══ TEXT SEGMENT

Other responsibilities
mentor
Kansanen, Kimmo;
član komisije
Chatzigeorgiou, Ioannis
član komisije
Petersen, Stig
član komisije
Milović, Daniela
član komisije
Čiča, Zoran
član komisije
Werner, Stefan
mentor
Đorđević, Goran
Academic Expertise
Tehničko-tehnološke nauke
University
Univerzitet u Nišu
Faculty
Elektronski fakultet
Group
Katedra za telekomunikacije
Alternative title
Analiza performansi za industrijske bežične mreže
Publisher
Norwegian University of science and technology = Norveški Univerzitet za nauku i tehnologiju
Format
XXI, 113 str.
description
Doctoral thesis at NTNU, 2017:64;
Norwegian, Bosnian and Serbian cooperation platform for university and industry ICT R&D - NORBAS;
Bibliografija: str. 101-113.
description
Telecommunications
Abstract (en)
Industrial wireless networks operate in harsher and noisier environments compared to
traditional wireless networks, while demanding high reliability and low latency. These
requirements, combined with the constant need for better coverage, higher data rates
and overall seamless user experience call for a paradigm shift in communication in regards
to the previous generations of technologies used. Cooperative diversity is one such
approach.

════

**EXERCISE TASK**: In the thesis record, which approach does the abstract name as one way to answer the call for a paradigm shift in communication?

══ RECORDS SUPPLIED

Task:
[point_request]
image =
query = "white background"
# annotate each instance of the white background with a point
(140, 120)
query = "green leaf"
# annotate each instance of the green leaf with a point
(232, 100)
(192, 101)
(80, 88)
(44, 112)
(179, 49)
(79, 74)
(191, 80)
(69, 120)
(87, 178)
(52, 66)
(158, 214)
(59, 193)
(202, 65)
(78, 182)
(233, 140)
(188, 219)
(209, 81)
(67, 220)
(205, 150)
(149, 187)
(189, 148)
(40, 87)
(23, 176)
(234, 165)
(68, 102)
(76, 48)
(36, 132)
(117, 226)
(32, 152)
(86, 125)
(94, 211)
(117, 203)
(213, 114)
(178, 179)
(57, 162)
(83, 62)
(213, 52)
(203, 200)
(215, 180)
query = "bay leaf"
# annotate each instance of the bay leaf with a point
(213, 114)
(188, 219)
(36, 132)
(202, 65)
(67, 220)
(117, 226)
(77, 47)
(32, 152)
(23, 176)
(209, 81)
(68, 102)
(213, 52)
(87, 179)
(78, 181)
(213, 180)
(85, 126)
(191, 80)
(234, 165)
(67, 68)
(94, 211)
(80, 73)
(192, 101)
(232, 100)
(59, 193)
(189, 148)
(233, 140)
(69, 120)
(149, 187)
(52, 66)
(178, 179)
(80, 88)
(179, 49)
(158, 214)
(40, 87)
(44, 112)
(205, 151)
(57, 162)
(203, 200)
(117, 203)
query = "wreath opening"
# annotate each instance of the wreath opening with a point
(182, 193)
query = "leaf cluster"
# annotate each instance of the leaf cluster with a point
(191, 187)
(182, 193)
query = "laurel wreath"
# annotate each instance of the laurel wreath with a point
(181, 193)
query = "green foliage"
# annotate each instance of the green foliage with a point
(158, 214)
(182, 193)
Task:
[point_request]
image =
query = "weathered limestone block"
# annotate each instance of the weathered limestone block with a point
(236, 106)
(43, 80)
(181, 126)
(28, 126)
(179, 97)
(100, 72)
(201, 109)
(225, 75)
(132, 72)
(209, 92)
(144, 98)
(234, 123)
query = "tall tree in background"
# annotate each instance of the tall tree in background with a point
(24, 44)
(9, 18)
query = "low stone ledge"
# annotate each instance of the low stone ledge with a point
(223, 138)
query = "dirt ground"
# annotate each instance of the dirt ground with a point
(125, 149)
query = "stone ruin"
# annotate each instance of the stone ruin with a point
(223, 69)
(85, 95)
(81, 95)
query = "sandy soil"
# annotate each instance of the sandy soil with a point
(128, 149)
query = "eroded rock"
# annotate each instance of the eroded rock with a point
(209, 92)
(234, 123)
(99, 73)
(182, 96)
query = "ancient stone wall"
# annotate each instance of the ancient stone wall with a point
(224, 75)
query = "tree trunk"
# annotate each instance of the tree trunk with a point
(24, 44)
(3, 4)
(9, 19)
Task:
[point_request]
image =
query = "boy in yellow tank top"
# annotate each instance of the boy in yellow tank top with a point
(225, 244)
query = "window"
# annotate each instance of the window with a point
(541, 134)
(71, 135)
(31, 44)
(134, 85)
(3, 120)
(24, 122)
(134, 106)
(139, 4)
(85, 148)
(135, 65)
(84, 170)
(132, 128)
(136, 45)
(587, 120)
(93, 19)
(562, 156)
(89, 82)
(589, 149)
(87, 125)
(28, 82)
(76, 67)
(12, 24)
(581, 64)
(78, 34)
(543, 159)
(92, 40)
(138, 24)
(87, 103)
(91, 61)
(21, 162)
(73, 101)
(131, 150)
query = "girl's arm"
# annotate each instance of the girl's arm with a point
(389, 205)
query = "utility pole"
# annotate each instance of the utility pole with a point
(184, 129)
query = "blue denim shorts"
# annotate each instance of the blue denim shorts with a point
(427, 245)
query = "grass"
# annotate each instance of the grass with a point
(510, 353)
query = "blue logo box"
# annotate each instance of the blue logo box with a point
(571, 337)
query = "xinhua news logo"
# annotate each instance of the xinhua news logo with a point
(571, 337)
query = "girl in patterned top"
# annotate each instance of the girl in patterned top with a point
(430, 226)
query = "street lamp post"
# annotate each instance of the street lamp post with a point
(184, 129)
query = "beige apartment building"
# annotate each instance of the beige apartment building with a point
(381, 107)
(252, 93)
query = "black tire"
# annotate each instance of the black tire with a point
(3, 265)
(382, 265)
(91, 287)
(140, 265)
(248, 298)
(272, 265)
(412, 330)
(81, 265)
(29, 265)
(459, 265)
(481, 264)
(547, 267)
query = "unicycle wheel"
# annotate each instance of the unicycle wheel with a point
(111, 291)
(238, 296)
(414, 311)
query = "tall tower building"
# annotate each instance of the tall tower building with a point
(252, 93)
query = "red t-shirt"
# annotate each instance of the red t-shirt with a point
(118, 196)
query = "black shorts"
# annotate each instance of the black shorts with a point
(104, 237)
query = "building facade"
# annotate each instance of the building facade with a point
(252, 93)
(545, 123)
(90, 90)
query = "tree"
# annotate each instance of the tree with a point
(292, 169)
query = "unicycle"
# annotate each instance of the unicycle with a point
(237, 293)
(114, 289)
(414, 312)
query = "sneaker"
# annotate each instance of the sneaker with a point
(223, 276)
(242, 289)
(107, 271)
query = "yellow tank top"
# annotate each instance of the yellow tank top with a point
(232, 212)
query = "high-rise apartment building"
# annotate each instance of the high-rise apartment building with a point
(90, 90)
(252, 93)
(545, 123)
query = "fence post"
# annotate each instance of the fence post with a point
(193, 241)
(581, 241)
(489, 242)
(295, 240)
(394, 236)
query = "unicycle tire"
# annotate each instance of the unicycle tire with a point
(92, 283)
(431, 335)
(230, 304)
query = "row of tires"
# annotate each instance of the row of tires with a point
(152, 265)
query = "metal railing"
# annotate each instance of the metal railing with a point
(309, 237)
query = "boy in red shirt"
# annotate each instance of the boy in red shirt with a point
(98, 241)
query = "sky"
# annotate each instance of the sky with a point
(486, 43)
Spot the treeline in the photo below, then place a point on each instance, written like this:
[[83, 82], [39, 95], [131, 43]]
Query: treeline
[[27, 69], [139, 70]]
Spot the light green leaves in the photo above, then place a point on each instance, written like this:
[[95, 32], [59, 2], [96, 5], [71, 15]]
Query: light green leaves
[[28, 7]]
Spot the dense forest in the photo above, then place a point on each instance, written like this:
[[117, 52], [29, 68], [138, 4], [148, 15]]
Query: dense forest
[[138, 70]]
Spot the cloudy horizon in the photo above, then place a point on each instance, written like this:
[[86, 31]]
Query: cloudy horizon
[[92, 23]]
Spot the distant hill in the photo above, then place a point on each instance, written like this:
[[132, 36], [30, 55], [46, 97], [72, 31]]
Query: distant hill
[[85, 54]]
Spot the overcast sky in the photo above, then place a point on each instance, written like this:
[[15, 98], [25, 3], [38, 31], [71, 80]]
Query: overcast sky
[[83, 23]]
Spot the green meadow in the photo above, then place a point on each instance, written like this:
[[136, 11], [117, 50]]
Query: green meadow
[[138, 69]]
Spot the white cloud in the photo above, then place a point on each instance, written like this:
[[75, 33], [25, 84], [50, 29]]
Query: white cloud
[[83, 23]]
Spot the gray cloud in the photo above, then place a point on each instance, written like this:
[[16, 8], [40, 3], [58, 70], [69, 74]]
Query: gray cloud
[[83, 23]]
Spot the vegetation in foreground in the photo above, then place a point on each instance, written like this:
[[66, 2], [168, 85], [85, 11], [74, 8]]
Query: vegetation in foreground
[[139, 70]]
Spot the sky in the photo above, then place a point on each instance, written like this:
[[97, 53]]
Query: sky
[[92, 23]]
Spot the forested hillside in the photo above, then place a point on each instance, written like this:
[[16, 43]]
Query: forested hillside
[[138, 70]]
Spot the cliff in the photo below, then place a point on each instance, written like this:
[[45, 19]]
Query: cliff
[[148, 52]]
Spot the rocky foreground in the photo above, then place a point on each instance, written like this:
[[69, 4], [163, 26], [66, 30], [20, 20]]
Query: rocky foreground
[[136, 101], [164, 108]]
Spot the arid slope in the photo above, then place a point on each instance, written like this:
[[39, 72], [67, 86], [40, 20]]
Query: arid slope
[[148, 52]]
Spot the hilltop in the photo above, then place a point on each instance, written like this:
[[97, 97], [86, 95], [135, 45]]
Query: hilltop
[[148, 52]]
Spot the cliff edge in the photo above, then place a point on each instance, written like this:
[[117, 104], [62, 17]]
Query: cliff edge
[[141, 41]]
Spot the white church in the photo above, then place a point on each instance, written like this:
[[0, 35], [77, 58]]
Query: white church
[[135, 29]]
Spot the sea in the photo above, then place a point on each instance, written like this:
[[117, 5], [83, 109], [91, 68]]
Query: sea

════

**RESULT OF THE EXERCISE**: Cooperative diversity.